• _ФРАГМЕНТ СТРАНИЦЫ_
◆ ◆ ◆ ◆
Потребность в таком выражении характера эпохи существует всегда. Этот дух нашего времени, этот смешанный материалистический и творческий дух — тот, что за рубежом провоцирует русские и итальянские войны, а дома открывает калифорнийские прииски, — тот, что воплощает в жизнь роскошные мечты о скрытом золоте и наполеоновские идеи почти всеобщего господства, — тот, что перебрасывает мосты через Ниагару и прокладывает под морем провода, и, забыв о судьбе титанов, пытается проникнуть в облака, — этот дух, столь практичный, что те, кто предпочитает смотреть только на одну сторону щита, видят лишь вероломных монархов, попирающих обманутые или приходящие в упадок народы, лесорубов, вырубающих леса, и чумазых рабочих, устанавливающих телеграфные столбы или работающих в типографиях, — этот дух, также столь полный воображения, — который породил такой взрыв музыки (этого самого неосязаемого, тонкого и творческого из искусств), какого земля никогда не слышала прежде, — который развивается в великолепной, показной жизни, в возрождающемся вкусе к пышным зрелищам, которые некоторые считали вымершими, в поспешных, переполненных событиях, что заполнят историческую страницу, посвященную девятнадцатому веку, — этот дух непременно найдет свое выражение в искусстве.
◆ ◆ ◆ ◆
• _ИСХОДНЫЕ ДАННЫЕ_
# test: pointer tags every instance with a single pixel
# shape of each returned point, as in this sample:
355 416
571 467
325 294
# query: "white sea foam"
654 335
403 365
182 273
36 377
◆ ◆ ◆ ◆
• _ЧТО СДЕЛАТЬ_
Продолжите текст о духе девятнадцатого века и его выражении в искусстве, начав сразу после последнего предложения.

• _ПОЛЕ ОТВЕТА_
Американский народ, космополитичный, конкретный, союз, результат скорее объединения столь многих национальностей, безусловно, должен внести свою лепту в это выражение. Американский народ, несомненно, олицетворяет век, обладает во многом его духом: он полон беспокойства; он в высшей степени практичен, но практичен лишь в воплощении поэтических или возвышенных идей; он демонстративен и возбудим; он во многом напоминает французов — французов, которые стоят во главе современной европейской цивилизации, которые мыслят и чувствуют глубоко, но не скрывают своих чувств. Американцы тоже любят выражение: когда они восхищаются Кошутом или Дженни Линд, патриотом-изгнанником или иностранным певцом, весь мир обязательно узнает об их восхищении; когда они восторгаются каким-то великим достижением науки, например, прокладкой трансатлантического кабеля, они демонстрируют свой восторг. Они делают своих успешных генералов президентами; они устраивают обеды в честь Морфи и банкеты для Сайруса Филда. Они насквозь пропитаны духом времени. Поэтому они артистичны.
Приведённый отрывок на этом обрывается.